Aim of the exercise:
Among the lines below, return each one that contains the word "apple".

*** Provided records ***

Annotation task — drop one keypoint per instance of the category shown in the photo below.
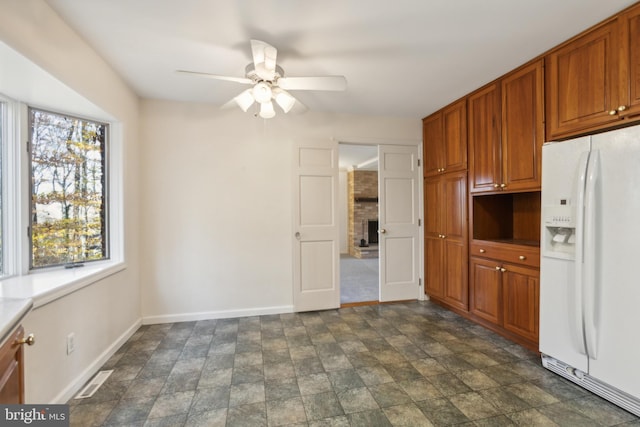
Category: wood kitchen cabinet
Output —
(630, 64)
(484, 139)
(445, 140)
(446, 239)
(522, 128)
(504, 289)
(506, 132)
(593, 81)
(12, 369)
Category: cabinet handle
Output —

*** End of Provided records ***
*** Provided records ***

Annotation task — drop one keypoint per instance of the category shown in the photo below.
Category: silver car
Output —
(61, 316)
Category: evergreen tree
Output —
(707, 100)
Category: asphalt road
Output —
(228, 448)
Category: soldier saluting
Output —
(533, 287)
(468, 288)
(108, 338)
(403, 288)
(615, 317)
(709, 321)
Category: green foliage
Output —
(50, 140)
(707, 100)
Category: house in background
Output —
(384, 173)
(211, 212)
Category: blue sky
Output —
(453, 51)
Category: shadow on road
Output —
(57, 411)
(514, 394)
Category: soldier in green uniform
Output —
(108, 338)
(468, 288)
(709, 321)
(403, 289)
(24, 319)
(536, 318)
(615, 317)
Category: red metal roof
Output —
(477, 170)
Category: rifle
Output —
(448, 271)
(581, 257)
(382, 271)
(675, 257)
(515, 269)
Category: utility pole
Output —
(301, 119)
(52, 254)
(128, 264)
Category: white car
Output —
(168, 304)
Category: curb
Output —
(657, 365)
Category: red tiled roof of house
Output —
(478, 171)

*** End of Provided records ***
*** Provided records ***

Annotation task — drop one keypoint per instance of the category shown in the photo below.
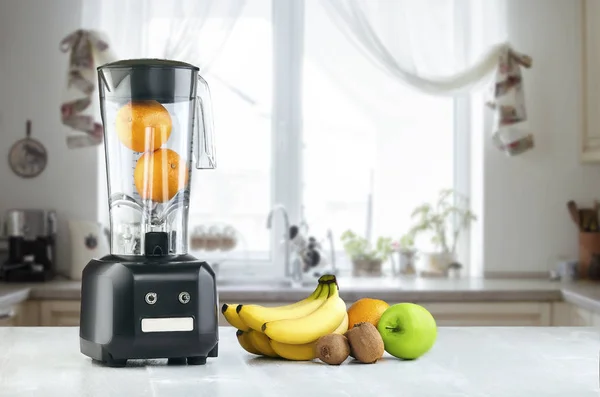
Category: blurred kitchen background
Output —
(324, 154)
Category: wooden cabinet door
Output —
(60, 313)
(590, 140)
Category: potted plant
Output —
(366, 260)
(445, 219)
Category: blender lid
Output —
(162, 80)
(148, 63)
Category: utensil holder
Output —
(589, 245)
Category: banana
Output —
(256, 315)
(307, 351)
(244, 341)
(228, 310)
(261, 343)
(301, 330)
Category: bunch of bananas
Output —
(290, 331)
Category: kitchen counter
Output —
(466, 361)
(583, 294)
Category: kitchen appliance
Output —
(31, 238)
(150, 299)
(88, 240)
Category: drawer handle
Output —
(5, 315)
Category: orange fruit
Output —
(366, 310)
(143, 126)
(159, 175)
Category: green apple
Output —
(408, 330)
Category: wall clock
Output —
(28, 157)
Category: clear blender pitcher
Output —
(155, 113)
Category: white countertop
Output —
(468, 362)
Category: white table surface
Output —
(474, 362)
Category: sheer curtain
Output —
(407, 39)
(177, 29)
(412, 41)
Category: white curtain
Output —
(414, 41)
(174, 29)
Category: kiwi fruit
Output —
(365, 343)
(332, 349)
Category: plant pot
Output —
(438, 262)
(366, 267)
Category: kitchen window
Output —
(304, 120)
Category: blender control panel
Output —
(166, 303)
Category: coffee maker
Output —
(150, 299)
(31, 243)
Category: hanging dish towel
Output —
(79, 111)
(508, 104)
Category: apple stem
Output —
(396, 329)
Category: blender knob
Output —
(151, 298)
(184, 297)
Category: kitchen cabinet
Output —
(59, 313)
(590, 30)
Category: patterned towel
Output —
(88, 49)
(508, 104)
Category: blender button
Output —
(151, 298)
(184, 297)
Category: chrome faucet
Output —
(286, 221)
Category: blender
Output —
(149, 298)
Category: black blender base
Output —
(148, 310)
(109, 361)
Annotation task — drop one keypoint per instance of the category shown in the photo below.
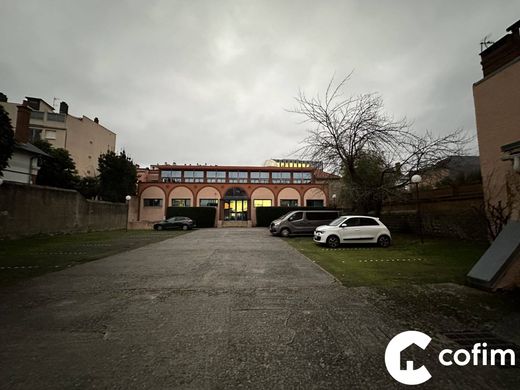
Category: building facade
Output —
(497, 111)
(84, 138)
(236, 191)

*** End of Provided records ***

Task response:
Category: green apple
Category: apple stem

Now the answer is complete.